## DIRECTIONS FOR THIS TASK
Take each line in the entries below that holds "blind" and show it.

Stored data:
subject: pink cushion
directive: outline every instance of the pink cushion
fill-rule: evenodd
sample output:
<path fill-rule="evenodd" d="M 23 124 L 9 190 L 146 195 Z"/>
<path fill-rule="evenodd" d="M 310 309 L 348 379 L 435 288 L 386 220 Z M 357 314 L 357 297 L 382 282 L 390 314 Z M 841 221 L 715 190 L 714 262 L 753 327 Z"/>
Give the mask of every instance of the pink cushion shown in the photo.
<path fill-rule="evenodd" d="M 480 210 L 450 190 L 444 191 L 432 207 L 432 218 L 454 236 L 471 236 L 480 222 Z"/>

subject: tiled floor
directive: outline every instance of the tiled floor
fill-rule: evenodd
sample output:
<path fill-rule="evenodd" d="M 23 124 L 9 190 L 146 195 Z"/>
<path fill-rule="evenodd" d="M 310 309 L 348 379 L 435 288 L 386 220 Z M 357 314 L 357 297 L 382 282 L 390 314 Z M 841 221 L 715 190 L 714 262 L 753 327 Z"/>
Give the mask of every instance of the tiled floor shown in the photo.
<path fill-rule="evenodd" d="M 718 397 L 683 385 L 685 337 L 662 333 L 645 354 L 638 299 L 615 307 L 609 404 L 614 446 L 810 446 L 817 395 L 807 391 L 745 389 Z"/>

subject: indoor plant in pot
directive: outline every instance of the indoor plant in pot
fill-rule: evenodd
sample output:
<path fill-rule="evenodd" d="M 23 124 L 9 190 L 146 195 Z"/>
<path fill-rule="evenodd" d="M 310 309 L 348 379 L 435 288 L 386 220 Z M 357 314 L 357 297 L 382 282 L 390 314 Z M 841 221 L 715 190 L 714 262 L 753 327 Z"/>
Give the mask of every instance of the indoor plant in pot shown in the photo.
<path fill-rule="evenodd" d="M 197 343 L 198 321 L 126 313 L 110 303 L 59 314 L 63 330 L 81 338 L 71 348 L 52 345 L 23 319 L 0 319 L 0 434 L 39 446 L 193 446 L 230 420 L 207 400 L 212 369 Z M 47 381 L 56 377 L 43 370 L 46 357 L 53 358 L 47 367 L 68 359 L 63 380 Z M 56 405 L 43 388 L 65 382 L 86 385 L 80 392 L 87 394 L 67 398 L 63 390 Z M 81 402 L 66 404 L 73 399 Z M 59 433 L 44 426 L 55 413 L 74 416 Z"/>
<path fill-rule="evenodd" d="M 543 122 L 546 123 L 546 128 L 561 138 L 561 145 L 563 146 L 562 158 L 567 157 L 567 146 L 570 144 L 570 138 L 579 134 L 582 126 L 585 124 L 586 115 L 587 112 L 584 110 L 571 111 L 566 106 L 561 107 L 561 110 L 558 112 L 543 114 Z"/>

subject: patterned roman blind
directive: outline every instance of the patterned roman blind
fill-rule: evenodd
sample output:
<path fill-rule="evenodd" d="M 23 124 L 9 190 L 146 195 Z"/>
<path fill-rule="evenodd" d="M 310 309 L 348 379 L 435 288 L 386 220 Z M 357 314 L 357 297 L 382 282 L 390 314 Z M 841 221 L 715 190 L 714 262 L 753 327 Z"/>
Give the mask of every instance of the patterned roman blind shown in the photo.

## RESULT BELOW
subject: patterned roman blind
directive: outline every instance of the patterned roman blind
Give the mask of every instance of the patterned roman blind shown in the photo.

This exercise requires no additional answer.